---------- ESTRATTO DELLA PAGINA ----------

La Francia si innamora di Leo in quell’ultima estate in città

A quasi mezzo secolo dalla prima pubblicazione in Italia, nel 1973 con l’editore Garzanti, la Francia scopre “L’ultima estate in città”, romanzo gioiello dello “sconosciuto“ Gianfranco Calligarich
Lo scrittore e sceneggiatore triestino Gianfranco Calligarich, 74 anni. Il 30 giugno riesce il suo esordio “L’ultima estate in città” (Bompiani)
Lo scrittore e sceneggiatore triestino Gianfranco Calligarich, 74 anni. Il 30 giugno riesce il suo esordio “L’ultima estate in città” (Bompiani)

“L’archeologia ha un pregio: riporta alla luce i tesori”, scrive Le Figaro Magazine nel febbraio scorso. E aggiunge “Questo romanzo è un capolavoro”: cinque stelle di valutazione, eccellente. “Sensazionale fino ai minimi dettagli” annota Elle negli stessi giorni.

“Una lettura indimenticabile” si entusiasma Juliet Romeo della libreria La Madeleine di Lione sul Supplemento pagina dei librai. “Uno degli antieroi più accattivanti della letteratura italiana” lo definisce Veronique Cassarin-Grand sul settimanale l’Obs. “Non ce ne dimenticheremo facilmente”, dice Le Figaro letterario.

A quasi mezzo secolo dalla prima pubblicazione in Italia, nel 1973 con l’editore Garzanti, la Francia scopre “L’ultima estate in città”, romanzo gioiello dello “sconosciuto“ Gianfranco Calligarich. E se ne innamora. Il libro, uscito oltralpe a inizio 2021 con il prestigioso editore Gallimard e la traduzione di Laura Brignon, ha raccolto apprezzamenti unanimi, una poderosa rassegna stampa di articoli entusiastici e un gran successo di vendite. Il triestino Calligarich, 74 anni, di cui la critica francese si meraviglia di non aver mai sentito parlare, sarà tra gli ospiti di punta del festival Italissimo, dall’1 al 4 luglio a Parigi. Sulla scorta dell’exploit in Francia, l’esordio dì Calligarich, Premio Inedito 1973, è in corso di traduzione in diciassette lingue e sarà riedito anche in Italia, in libreria dal 30 giugno per Bompiani, con una preziosa nota di André Aciman.

----------

COMPITO ASSEGNATO –
Sostituisci "Garzanti" con "Mondadori" nel passo dell'articolo su Calligarich che va da "La Francia si" fino a "negli stessi giorni." incluso, e riporta il passo così modificato.

---------- DATI FORNITI ----------

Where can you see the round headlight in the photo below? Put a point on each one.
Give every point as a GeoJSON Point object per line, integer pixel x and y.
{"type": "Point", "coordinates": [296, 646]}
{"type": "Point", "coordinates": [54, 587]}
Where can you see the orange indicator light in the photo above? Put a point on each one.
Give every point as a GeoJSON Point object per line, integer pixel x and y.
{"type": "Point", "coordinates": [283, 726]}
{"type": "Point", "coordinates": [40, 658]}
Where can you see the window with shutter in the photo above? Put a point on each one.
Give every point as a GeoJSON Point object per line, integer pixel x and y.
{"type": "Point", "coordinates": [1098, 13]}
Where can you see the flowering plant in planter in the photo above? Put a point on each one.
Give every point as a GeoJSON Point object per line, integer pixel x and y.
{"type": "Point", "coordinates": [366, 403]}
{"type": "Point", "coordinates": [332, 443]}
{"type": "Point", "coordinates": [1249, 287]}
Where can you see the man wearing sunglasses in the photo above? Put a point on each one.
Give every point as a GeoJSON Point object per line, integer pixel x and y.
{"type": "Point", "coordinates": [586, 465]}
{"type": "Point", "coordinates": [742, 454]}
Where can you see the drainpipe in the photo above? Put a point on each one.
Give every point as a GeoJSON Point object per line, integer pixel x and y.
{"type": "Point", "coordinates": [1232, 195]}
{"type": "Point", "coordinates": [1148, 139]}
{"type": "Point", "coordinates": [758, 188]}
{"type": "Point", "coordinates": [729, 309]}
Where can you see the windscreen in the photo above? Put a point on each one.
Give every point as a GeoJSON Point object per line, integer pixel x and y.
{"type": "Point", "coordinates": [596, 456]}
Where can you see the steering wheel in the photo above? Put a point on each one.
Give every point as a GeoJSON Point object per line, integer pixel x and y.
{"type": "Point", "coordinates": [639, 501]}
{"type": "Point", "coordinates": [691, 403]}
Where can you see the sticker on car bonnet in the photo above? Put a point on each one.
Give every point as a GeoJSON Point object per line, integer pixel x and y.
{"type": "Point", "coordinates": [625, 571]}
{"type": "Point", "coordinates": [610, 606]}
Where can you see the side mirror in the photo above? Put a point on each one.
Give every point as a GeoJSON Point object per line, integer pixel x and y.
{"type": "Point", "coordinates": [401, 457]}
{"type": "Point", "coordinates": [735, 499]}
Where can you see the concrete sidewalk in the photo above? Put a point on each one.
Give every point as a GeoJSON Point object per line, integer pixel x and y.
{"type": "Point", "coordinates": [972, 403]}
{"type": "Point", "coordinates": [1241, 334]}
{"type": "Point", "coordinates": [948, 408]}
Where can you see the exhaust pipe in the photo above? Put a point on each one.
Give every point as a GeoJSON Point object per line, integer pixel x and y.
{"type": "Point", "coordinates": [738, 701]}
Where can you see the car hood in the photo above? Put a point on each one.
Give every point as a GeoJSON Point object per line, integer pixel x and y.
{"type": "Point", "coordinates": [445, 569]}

----------

RISPOSTA SCRITTA –
La Francia si innamora di Leo in quell’ultima estate in città

A quasi mezzo secolo dalla prima pubblicazione in Italia, nel 1973 con l’editore Mondadori, la Francia scopre “L’ultima estate in città”, romanzo gioiello dello “sconosciuto“ Gianfranco Calligarich
Lo scrittore e sceneggiatore triestino Gianfranco Calligarich, 74 anni. Il 30 giugno riesce il suo esordio “L’ultima estate in città” (Bompiani)
Lo scrittore e sceneggiatore triestino Gianfranco Calligarich, 74 anni. Il 30 giugno riesce il suo esordio “L’ultima estate in città” (Bompiani)

“L’archeologia ha un pregio: riporta alla luce i tesori”, scrive Le Figaro Magazine nel febbraio scorso. E aggiunge “Questo romanzo è un capolavoro”: cinque stelle di valutazione, eccellente. “Sensazionale fino ai minimi dettagli” annota Elle negli stessi giorni.